▸ **What you have to do**
Line by line, retype the data exactly as it is given.

▸ **Records for the exercise**
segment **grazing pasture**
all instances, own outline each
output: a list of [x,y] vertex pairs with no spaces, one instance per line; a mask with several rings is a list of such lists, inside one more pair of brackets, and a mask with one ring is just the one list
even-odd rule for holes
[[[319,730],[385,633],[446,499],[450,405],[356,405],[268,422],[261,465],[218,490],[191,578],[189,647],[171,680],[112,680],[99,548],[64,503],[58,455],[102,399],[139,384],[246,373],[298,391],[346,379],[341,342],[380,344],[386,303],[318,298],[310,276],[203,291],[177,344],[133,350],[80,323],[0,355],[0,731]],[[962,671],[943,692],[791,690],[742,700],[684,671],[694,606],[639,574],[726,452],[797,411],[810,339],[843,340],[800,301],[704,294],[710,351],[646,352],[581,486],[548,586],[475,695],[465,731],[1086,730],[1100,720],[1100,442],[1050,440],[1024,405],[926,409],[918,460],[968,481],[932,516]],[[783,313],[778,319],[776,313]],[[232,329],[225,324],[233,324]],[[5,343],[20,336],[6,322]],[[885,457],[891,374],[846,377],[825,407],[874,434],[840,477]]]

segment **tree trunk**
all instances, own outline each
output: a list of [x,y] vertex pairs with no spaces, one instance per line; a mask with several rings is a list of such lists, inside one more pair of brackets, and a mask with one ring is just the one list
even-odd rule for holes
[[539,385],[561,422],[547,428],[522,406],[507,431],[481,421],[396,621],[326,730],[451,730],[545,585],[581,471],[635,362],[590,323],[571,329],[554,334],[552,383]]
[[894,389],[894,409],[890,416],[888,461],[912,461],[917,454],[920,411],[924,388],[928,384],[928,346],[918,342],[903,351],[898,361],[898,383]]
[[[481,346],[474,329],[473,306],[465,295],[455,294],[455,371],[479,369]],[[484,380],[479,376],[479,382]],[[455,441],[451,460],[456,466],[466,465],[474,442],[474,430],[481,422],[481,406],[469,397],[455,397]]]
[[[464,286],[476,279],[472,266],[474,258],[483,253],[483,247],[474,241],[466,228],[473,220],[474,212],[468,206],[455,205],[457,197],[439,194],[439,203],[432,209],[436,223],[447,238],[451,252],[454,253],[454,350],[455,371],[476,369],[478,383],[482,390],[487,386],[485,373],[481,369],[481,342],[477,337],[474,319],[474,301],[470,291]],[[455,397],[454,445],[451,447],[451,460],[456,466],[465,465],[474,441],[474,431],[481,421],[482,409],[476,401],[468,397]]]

▸ **Problem solution**
segment **grazing pasture**
all instances, own outline each
output: a list of [x,y] vertex pairs with no spaces, one instance per line; a mask with several rings is a list of such lists, inside one more pair of brackets, and a mask with one ring is just the one list
even-odd rule for holes
[[[319,730],[385,633],[446,499],[450,405],[356,405],[268,422],[261,465],[218,490],[191,578],[189,647],[171,680],[112,680],[99,548],[64,503],[58,455],[102,399],[139,384],[246,373],[298,391],[346,379],[341,342],[380,344],[386,303],[318,298],[310,276],[203,291],[177,344],[133,350],[80,323],[0,355],[0,731]],[[962,671],[943,692],[791,690],[742,700],[684,671],[694,606],[639,574],[726,452],[797,411],[810,339],[843,340],[800,301],[704,294],[710,351],[646,352],[581,486],[548,586],[475,695],[465,731],[1086,730],[1100,720],[1100,442],[1050,440],[1024,405],[926,409],[918,460],[968,481],[932,516]],[[783,313],[778,319],[776,313]],[[232,329],[225,324],[233,324]],[[5,343],[20,336],[6,322]],[[885,457],[891,374],[846,377],[825,407],[874,434],[840,477]]]

segment **tree trunk**
all instances, own outline each
output: a list of [x,y] vertex pairs with no spaces, one instance per line; a mask with several rings is a list of such lists, inside one more pair of brackets, and a mask with one ring is just the one list
even-odd rule for holes
[[539,385],[561,422],[547,428],[522,406],[507,431],[481,421],[396,621],[326,730],[451,730],[545,585],[581,471],[635,362],[590,323],[571,329],[554,334],[552,383]]
[[894,389],[894,409],[890,416],[888,461],[912,461],[917,454],[920,411],[924,388],[928,384],[928,346],[918,342],[903,351],[898,361],[898,383]]
[[[481,346],[474,329],[473,306],[465,295],[455,294],[455,371],[479,369]],[[484,380],[479,376],[479,382]],[[455,441],[451,460],[456,466],[466,465],[474,442],[474,430],[481,422],[481,406],[469,397],[455,397]]]
[[[464,286],[476,279],[472,266],[474,258],[483,253],[483,247],[474,241],[466,228],[473,220],[474,212],[468,206],[455,205],[457,197],[439,194],[439,203],[432,209],[436,223],[447,238],[451,252],[454,253],[454,350],[455,371],[476,369],[478,383],[482,390],[487,386],[485,373],[481,369],[481,342],[477,337],[474,319],[474,301],[470,291]],[[455,397],[454,445],[451,447],[451,460],[456,466],[465,465],[474,441],[474,431],[481,421],[482,409],[476,401],[468,397]]]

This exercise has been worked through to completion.